List every line in the entries below that contains the word "shirt", treating uppercase and lowercase as different.

--- Start Input for this task ---

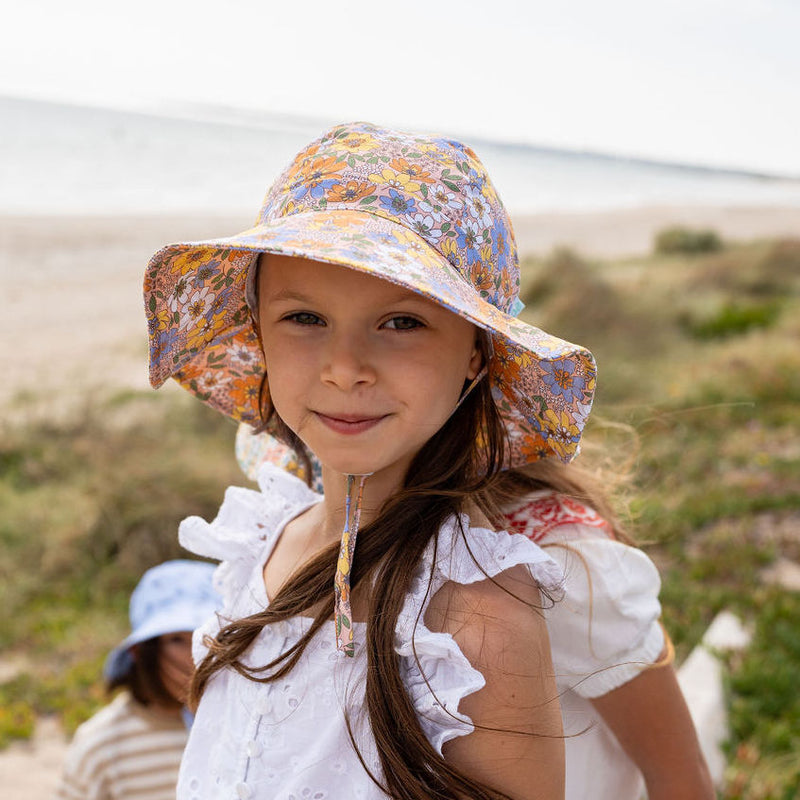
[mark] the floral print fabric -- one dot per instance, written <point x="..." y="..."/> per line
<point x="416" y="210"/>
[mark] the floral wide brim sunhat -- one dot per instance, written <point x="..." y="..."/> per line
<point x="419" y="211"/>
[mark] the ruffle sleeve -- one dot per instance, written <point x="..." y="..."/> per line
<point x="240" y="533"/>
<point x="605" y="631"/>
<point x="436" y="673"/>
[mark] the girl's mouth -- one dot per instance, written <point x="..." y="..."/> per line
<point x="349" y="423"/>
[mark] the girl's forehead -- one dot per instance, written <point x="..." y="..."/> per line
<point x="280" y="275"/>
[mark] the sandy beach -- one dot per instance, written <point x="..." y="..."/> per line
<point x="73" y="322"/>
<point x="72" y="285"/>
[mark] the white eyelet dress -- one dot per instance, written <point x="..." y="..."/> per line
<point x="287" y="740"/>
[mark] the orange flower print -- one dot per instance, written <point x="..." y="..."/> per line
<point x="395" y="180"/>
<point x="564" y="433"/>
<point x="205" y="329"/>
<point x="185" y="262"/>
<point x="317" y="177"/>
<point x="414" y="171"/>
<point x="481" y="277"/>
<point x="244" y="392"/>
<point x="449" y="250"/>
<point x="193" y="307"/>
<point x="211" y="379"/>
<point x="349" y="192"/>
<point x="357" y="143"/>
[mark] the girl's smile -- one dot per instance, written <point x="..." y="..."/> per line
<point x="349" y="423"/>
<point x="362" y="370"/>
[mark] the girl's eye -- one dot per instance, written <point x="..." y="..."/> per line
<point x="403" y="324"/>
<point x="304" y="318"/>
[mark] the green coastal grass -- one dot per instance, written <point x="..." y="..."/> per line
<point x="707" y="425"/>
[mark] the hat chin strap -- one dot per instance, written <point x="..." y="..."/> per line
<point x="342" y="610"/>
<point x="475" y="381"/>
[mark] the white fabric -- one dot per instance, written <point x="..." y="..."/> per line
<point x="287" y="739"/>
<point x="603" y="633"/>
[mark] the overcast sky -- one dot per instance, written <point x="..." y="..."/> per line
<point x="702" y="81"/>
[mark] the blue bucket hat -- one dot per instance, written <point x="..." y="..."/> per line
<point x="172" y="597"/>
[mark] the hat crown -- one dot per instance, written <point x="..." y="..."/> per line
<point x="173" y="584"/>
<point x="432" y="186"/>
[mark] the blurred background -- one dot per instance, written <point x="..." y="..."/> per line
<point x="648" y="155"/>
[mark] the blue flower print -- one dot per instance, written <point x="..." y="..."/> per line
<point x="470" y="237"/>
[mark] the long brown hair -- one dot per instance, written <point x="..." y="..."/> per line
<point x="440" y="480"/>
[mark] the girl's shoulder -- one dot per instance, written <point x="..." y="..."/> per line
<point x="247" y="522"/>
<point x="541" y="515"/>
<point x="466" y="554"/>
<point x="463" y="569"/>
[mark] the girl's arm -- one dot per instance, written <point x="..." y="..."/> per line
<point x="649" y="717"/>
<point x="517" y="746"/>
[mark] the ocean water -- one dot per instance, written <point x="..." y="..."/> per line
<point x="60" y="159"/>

--- End Input for this task ---
--- Start Input for this task ---

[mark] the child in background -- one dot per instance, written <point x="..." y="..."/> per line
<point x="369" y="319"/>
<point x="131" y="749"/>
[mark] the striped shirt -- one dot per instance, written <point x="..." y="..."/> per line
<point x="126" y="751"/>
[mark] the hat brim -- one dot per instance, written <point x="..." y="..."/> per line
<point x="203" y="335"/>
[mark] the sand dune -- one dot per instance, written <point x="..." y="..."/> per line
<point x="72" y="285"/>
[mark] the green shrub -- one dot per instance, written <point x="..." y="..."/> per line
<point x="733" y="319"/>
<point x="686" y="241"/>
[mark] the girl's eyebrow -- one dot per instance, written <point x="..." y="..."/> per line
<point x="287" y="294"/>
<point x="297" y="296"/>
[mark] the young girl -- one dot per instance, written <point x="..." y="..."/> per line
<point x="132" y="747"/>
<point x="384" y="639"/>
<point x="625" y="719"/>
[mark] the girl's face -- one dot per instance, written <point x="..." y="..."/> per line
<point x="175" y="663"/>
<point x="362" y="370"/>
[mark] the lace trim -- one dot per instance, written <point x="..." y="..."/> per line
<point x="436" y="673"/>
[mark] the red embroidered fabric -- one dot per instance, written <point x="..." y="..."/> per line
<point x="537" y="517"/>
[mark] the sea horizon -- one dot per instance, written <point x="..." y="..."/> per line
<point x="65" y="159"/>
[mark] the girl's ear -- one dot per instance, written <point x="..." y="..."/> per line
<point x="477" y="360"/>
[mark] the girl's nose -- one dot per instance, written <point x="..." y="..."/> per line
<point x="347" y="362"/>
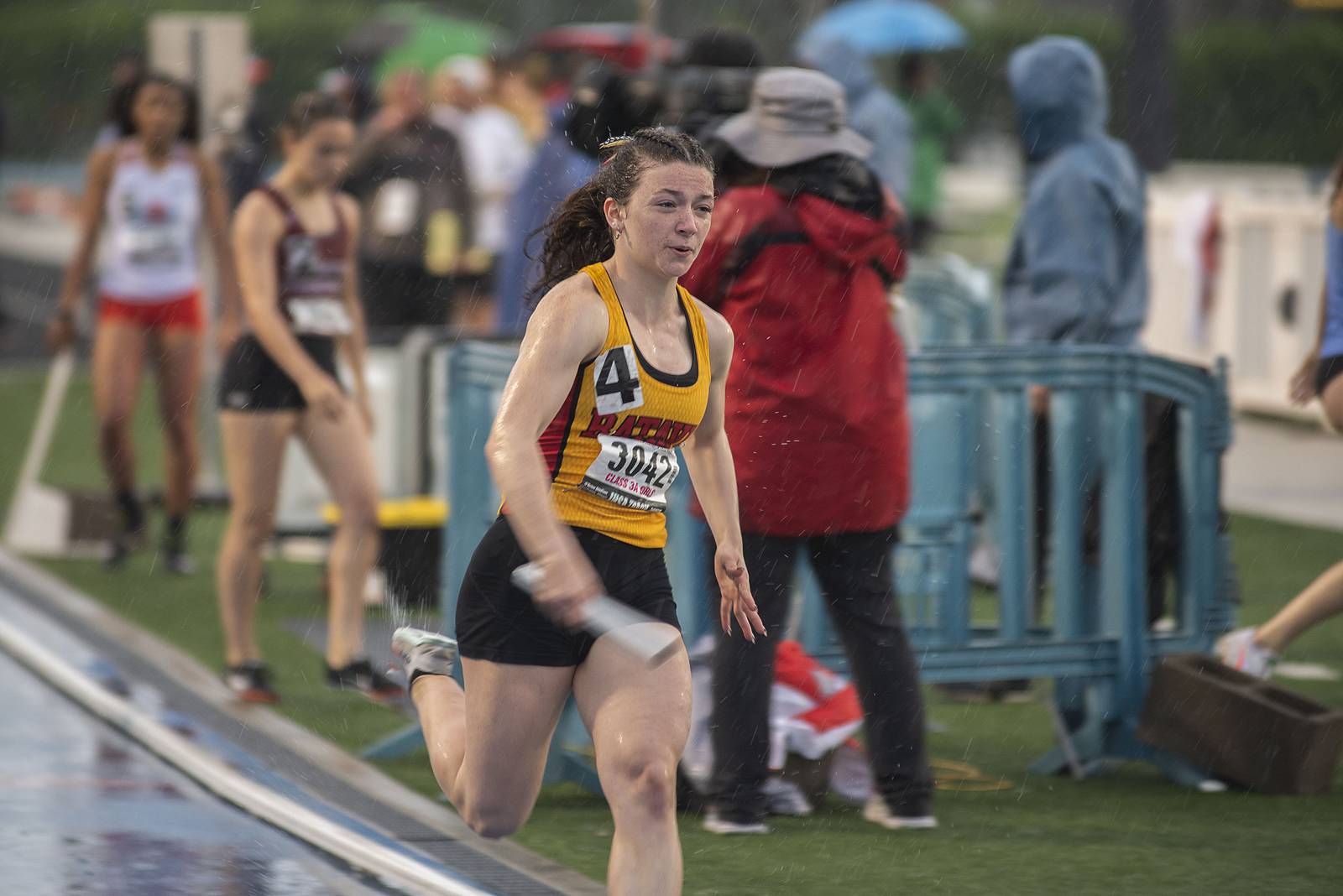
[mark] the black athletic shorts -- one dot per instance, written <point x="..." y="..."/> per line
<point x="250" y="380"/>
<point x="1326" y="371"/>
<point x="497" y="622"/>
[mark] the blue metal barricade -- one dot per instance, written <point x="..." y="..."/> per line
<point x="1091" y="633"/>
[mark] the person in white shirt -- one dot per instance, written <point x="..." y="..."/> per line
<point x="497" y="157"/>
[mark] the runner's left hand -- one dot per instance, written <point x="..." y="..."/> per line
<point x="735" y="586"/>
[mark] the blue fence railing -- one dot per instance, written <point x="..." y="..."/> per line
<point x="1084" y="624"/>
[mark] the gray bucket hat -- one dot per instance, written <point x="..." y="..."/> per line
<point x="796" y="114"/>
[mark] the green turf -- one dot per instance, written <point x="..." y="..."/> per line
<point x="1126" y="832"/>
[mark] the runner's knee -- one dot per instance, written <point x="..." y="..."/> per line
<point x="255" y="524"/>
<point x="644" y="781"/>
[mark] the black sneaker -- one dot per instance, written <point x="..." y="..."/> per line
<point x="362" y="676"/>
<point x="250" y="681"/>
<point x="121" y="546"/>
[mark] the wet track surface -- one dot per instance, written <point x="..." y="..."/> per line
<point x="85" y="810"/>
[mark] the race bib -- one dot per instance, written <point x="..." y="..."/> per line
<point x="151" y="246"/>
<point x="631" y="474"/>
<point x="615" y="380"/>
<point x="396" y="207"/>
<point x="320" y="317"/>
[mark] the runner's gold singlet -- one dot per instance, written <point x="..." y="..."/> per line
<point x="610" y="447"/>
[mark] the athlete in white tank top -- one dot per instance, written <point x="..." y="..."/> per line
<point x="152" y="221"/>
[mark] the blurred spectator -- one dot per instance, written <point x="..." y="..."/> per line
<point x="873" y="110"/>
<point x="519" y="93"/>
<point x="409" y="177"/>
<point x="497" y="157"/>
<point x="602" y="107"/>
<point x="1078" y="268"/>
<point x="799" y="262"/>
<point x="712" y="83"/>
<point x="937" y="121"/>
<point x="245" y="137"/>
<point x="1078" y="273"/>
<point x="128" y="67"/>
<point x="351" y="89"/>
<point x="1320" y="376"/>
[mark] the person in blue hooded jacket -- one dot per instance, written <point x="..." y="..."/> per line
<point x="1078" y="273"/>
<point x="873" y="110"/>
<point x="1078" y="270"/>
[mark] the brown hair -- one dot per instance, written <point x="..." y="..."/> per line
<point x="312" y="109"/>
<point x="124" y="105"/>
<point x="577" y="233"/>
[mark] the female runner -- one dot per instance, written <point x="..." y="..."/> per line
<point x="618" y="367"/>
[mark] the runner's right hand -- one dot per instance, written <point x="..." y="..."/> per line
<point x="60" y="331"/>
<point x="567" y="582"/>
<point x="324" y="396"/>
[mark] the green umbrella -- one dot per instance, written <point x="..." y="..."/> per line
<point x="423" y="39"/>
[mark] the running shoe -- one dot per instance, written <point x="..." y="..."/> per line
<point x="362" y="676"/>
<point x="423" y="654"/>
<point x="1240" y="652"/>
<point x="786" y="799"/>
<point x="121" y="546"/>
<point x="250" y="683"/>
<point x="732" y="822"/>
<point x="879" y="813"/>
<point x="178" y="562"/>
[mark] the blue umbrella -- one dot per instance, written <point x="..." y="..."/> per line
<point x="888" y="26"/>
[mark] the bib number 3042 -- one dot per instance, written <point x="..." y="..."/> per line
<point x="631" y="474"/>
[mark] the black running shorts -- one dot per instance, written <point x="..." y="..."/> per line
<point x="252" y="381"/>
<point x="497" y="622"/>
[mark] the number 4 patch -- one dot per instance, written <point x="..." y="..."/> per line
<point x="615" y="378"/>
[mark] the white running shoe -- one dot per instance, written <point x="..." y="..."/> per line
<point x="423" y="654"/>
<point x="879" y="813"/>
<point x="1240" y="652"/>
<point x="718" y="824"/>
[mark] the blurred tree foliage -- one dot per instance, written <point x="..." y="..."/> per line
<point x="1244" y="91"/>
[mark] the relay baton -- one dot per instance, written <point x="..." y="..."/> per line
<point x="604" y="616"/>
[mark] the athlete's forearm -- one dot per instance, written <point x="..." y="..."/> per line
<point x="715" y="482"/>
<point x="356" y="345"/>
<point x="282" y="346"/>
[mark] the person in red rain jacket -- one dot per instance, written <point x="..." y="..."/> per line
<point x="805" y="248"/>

--- End Input for this task ---

Task solution
[mark] the striped shirt -- one dot per instance, written <point x="..." y="..."/> per line
[mark] the person in white shirt -- one dot per instance, written <point x="..." y="..."/> per line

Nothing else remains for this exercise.